• [EXCERPT PROVIDED]

= 1874 in baseball =

==Champions==
- National Association: Boston Base Ball Club

==Statistical leaders==

National Association
| Stat | Player | Total |
| AVG | Levi Meyerle (CHI) | .394 |
| HR | Jim O'Rourke (BOS) | 5 |
| RBI | Cal McVey (BOS) | 71 |
| W | Al Spalding (BOS) | 52 |
| ERA | Dick McBride (PHA) | 1.64 |
| K | Bobby Mathews (NY) | 82 |

==National Association final standings==

| National Association | W | L | T | Pct. | GB |
|---|---|---|---|---|---|
| Boston Red Stockings | 52 | 18 | 1 | .739 | — |
| New York Mutuals | 42 | 23 | — | .646 | 7½ |
| Philadelphia Athletics | 33 | 22 | — | .600 | 11½ |
| Philadelphia White Stockings | 29 | 29 | — | .500 | 17 |
| Chicago White Stockings | 28 | 31 | — | .475 | 18½ |
| Brooklyn Atlantics | 22 | 33 | 1 | .402 | 22½ |
| Hartford Dark Blues | 16 | 37 | — | .302 | 27½ |
| Baltimore Canaries | 9 | 38 | — | .191 | 31½ |

==Notable seasons==
- Boston Red Stockings pitcher Al Spalding has a record of 52–16, leading the NA with 52 wins and 617.1 innings pitched. He has a 1.92 earned run average and a 111 ERA+.
- Chicago White Stockings second baseman Levi Meyerle leads the NA with a .394 batting average, a .889 OPS, and a 183 OPS+. He has 65 runs scored and 45 runs batted in.

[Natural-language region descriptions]
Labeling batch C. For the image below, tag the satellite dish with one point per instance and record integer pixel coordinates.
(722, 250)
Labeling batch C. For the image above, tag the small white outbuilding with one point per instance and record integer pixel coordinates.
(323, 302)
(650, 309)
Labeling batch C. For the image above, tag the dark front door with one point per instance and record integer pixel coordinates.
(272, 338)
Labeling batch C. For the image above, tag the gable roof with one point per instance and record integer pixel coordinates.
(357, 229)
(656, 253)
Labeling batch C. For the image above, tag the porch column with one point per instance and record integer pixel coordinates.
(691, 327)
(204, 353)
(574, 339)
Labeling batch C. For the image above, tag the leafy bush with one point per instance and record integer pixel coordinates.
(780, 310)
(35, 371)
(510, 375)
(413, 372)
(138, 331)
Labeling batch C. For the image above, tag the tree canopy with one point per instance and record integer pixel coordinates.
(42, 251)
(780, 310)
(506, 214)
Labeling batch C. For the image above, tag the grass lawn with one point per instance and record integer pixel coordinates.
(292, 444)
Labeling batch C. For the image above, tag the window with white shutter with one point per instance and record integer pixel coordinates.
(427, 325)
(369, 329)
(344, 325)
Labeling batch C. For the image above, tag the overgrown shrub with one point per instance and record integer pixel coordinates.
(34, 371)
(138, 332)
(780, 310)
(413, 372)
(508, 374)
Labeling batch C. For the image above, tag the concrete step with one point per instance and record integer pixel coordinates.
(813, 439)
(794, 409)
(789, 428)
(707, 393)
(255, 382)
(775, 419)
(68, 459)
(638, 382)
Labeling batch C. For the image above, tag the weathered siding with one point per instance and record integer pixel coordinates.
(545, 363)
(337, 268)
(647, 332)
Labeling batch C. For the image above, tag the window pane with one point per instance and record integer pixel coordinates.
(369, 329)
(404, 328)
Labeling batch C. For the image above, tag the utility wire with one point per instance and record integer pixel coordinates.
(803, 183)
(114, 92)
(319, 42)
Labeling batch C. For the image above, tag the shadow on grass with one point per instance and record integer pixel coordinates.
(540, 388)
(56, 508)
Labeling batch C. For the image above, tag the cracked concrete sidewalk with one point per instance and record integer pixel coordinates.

• [WHAT YOU HAVE TO DO]
Revise the 1874 baseball page, giving again the part that opens with the words containing "- Chicago White" and closes with "runs batted in.", with "second baseman" replaced by "infielder".

• [EXERCISE RESULT]
- Chicago White Stockings infielder Levi Meyerle leads the NA with a .394 batting average, a .889 OPS, and a 183 OPS+. He has 65 runs scored and 45 runs batted in.